Work instructions. All of the entries below, duplicated exactly, make up the answer.

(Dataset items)
....................

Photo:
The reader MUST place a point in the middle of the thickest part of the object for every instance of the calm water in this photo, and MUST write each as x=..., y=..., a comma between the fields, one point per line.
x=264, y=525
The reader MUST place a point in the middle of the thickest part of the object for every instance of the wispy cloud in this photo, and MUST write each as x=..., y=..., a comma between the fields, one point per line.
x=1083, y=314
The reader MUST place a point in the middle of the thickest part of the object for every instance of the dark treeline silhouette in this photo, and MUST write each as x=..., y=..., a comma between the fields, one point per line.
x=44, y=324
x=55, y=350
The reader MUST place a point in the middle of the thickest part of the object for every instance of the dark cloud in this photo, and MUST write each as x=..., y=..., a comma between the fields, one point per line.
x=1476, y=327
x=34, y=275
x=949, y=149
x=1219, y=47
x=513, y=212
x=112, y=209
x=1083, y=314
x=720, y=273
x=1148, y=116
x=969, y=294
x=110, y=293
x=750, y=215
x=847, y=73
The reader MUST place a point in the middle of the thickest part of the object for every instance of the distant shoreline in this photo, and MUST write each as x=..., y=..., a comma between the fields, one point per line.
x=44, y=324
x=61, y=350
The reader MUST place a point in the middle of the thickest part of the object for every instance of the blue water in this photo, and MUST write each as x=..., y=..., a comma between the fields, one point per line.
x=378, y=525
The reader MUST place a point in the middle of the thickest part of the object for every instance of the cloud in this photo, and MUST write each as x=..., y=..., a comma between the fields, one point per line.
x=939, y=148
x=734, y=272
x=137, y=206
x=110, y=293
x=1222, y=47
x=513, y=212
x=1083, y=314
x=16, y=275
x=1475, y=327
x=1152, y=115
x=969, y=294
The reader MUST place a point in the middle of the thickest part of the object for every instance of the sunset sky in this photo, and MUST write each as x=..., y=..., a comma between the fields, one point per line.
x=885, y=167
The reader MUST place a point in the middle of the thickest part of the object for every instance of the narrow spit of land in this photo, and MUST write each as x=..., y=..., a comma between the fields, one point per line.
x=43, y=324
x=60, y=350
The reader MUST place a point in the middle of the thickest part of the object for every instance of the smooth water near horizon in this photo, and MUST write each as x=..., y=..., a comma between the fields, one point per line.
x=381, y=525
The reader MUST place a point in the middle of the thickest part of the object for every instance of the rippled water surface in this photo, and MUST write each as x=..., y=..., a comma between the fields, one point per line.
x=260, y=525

....................

Output below.
Photo:
The reader MUST place a point in the middle of the thickest part of the object for every instance of the calm water in this photo, and MUST write each as x=..., y=..., a comma between the fields, one point per line.
x=264, y=525
The reader MUST place a point in the middle of the thickest part of the object for every instance of the wispy cloud in this photo, and MUST write each as x=..., y=..., a comma between the fields, one point per line.
x=1083, y=314
The reader MUST place a point in the middle of the thickest part of the object for every instance of the dark treeline silhouette in this photo, and MUST write each as x=..., y=..., a comma between the fields, one point per line.
x=44, y=324
x=55, y=350
The reader MUST place a point in the middle of the thickest part of the object for every instance of the dark cloud in this photo, and MUST write each as x=..., y=..., a comma between the fields, one point per line.
x=1476, y=327
x=34, y=275
x=949, y=149
x=1219, y=47
x=513, y=212
x=112, y=209
x=1083, y=314
x=720, y=273
x=1148, y=116
x=969, y=294
x=110, y=293
x=750, y=215
x=847, y=73
The reader MUST place a point in the middle of the thickest part of the object for every instance of the distant shoreline in this photo, and MUST write each as x=..., y=..., a comma between the fields, one point per line.
x=44, y=324
x=61, y=350
The reader MUST place a point in the middle of the thickest part of the object for every instance of the blue water in this photo, and MUST write each as x=..., y=..., a comma between the fields, one point per line.
x=378, y=525
The reader MUST place a point in the middle of the thickest part of the object for every instance of the cloud in this photo, and MUST write each as x=..., y=..., a comma between the fields, one point per line.
x=939, y=148
x=734, y=272
x=137, y=206
x=110, y=293
x=1222, y=47
x=513, y=212
x=1083, y=314
x=16, y=275
x=1475, y=327
x=1152, y=115
x=969, y=294
The reader MUST place a point in the middle of the thickest part of the object for every instance of the sunset sky in this photo, and MUST write each as x=..., y=..., a comma between the fields, one point per line.
x=885, y=167
The reader MUST place a point in the middle of the thickest part of the object for every instance of the narrow spit of land in this photo, and MUST write each as x=..., y=..., a comma between the fields, one point per line.
x=43, y=324
x=60, y=350
The reader MUST place a point in the middle of the thickest part of the object for every instance of the smooth water near horizon in this photo, and MUST write each as x=..., y=..., a comma between the fields, one point per line.
x=381, y=525
The reader MUST place a point in the middle of the thickest part of the object for every instance of the rippled water surface in this photo, and MUST write each as x=..., y=..., a comma between the fields, one point per line.
x=260, y=525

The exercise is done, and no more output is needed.